TASK REQUIREMENTS: Copy out, exactly as given, every line from the line with "[outline] plant stem, every instance" to the end of the listing, both of those lines included.

[Items from a dataset]

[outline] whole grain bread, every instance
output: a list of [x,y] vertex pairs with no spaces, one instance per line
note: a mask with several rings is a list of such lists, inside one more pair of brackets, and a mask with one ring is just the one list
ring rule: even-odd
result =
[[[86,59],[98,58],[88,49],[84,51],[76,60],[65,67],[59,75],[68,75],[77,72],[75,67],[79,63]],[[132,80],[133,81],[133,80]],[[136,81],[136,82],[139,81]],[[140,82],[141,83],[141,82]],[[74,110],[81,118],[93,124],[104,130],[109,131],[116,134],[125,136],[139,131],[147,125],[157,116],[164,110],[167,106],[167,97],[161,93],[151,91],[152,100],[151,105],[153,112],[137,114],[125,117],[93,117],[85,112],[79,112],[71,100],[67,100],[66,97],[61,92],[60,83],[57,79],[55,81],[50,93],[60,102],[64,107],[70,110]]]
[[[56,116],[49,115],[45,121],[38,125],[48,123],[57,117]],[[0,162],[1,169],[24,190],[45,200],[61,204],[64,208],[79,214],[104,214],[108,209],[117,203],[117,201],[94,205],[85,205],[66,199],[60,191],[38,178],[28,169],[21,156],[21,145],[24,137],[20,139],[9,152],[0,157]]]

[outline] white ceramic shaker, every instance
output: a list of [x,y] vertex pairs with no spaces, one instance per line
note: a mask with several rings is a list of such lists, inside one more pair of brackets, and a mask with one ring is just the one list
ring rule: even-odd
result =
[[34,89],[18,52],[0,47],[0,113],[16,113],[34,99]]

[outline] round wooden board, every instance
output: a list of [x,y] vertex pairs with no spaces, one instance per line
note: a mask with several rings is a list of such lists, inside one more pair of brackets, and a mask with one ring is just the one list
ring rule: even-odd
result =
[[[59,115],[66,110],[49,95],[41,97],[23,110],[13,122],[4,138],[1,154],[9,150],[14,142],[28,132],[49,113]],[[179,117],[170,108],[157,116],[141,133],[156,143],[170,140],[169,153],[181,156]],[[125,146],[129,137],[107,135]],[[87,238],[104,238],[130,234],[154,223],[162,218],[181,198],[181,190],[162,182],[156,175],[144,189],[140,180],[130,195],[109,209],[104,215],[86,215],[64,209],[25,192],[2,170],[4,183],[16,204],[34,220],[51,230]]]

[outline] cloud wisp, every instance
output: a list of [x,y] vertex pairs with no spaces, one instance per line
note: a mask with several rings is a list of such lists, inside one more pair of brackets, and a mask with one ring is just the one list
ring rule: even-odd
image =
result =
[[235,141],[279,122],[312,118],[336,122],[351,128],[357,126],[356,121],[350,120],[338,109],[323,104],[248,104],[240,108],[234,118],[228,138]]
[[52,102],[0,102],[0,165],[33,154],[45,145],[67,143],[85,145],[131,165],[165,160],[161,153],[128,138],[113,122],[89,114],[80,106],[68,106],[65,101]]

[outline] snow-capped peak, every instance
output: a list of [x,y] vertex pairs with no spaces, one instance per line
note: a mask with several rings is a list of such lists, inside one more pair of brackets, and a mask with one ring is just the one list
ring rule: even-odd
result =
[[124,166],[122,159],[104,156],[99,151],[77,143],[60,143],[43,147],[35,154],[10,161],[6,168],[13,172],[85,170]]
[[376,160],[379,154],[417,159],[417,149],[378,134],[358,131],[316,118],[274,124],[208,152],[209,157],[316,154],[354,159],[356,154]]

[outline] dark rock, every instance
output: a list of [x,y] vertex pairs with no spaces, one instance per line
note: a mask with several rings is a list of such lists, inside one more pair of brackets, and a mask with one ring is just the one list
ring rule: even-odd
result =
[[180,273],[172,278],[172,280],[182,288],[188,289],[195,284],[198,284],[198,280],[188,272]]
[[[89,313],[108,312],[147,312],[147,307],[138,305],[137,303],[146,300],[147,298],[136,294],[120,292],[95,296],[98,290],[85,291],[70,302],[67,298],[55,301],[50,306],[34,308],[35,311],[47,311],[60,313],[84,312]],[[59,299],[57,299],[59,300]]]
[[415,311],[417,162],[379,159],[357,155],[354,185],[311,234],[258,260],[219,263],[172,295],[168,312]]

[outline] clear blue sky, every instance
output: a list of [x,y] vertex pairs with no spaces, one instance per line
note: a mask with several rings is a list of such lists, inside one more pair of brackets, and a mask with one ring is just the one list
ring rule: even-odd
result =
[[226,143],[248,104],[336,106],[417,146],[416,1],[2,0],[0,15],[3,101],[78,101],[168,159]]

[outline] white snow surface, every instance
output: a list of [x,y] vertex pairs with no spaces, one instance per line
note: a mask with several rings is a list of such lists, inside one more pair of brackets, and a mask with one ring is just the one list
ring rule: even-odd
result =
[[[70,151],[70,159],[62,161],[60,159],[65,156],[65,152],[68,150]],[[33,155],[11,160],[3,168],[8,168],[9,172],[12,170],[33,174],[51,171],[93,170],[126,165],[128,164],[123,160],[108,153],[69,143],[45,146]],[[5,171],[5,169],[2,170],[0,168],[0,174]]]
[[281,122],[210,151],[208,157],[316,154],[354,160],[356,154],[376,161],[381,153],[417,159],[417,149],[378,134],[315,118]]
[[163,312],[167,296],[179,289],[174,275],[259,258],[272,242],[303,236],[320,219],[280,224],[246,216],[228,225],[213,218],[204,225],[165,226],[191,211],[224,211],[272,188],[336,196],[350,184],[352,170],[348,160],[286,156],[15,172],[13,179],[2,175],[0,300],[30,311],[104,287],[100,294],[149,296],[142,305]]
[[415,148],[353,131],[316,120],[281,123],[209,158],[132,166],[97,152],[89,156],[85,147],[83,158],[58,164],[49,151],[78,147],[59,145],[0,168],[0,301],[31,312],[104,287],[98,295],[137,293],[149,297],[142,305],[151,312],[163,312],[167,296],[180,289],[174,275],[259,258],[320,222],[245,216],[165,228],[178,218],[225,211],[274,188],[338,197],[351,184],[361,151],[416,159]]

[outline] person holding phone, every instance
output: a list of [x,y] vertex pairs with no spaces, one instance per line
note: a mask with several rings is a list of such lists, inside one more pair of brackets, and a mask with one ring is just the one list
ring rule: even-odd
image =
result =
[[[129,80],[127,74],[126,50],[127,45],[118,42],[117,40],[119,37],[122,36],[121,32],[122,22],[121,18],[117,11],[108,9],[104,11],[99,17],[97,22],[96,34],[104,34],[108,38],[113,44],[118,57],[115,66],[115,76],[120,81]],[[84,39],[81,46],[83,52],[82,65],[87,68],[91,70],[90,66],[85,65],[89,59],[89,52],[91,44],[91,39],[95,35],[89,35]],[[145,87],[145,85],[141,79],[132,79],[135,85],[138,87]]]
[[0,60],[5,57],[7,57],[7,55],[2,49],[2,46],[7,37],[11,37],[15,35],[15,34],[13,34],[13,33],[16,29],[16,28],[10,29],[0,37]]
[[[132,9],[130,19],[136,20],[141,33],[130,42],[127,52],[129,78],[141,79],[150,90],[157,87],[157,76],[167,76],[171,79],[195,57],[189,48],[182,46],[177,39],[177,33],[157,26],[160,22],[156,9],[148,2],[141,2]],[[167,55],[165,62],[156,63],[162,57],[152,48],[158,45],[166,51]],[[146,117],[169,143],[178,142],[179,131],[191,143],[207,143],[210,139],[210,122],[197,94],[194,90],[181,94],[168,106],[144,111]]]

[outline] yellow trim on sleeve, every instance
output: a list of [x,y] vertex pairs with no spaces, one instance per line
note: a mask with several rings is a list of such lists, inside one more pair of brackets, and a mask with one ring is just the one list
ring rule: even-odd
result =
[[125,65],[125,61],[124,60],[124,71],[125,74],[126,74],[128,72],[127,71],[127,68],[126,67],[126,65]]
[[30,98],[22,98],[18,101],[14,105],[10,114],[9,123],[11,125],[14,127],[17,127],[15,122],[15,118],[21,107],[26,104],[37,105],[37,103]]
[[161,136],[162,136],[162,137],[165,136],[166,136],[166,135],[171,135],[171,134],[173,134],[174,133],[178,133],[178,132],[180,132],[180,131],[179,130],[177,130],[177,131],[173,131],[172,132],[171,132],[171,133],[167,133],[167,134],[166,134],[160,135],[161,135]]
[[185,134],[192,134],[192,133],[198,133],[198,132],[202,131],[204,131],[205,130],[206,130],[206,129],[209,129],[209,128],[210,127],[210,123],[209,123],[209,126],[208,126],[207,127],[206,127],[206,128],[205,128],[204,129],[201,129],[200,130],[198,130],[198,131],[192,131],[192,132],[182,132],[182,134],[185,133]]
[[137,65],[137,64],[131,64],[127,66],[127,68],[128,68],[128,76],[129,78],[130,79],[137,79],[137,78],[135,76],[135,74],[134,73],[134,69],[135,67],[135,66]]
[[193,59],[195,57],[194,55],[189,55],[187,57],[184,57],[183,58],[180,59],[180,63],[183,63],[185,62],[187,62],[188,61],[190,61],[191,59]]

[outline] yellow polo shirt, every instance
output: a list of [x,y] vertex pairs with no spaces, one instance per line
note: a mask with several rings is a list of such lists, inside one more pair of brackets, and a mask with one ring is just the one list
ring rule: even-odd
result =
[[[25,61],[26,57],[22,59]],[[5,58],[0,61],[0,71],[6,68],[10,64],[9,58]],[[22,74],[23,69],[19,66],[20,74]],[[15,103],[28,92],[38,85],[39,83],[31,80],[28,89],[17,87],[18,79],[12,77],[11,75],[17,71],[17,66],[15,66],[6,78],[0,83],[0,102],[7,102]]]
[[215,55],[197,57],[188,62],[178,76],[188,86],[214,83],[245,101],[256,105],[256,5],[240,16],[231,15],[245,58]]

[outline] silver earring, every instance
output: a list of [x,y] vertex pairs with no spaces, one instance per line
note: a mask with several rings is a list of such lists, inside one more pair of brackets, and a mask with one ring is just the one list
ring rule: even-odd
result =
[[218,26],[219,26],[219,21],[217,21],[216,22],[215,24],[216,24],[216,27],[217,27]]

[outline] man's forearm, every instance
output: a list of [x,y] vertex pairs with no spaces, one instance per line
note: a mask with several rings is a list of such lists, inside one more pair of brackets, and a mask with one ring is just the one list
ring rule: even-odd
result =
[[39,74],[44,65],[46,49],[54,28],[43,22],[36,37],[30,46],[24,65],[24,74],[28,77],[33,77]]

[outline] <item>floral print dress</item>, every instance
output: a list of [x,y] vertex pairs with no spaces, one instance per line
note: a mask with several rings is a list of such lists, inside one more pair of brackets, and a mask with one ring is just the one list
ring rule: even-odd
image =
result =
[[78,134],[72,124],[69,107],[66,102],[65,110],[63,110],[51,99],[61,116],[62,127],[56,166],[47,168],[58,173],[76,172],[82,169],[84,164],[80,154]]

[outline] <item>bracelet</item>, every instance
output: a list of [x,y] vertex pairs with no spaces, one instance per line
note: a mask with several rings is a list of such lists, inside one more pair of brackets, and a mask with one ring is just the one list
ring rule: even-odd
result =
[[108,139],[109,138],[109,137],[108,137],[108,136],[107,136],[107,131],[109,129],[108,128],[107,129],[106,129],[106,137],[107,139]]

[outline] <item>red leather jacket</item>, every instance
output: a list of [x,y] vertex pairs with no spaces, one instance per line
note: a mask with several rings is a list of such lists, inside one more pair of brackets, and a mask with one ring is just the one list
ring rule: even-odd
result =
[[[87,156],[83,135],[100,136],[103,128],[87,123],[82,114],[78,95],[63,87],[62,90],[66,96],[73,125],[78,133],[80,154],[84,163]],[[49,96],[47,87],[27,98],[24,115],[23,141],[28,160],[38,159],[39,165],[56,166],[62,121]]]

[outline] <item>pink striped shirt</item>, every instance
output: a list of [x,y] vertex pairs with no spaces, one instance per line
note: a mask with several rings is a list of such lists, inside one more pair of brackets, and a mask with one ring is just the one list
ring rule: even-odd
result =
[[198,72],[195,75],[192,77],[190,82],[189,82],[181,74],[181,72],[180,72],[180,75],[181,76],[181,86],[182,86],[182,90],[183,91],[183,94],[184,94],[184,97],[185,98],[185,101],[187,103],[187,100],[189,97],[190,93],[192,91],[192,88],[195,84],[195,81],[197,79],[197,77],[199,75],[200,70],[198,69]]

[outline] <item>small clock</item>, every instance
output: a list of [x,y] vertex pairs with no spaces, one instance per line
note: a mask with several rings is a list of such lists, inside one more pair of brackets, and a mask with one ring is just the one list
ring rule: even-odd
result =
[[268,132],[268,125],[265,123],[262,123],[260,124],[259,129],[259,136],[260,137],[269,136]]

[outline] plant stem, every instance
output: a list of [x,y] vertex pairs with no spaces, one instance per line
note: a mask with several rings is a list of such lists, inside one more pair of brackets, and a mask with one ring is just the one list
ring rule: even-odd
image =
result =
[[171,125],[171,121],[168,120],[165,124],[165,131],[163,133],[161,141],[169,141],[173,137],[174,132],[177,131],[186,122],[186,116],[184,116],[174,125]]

THE SOLUTION:
[outline] plant stem, every instance
output: a list of [x,y] vertex pairs with no spaces, one instance per line
note: a mask with several rings is a list of such lists, inside one more pair of brackets, and a mask with one ring is just the one list
ring rule: even-odd
image =
result =
[[171,125],[171,121],[168,120],[165,124],[165,131],[163,133],[161,141],[169,141],[173,137],[174,132],[177,131],[186,122],[186,116],[184,116],[174,125]]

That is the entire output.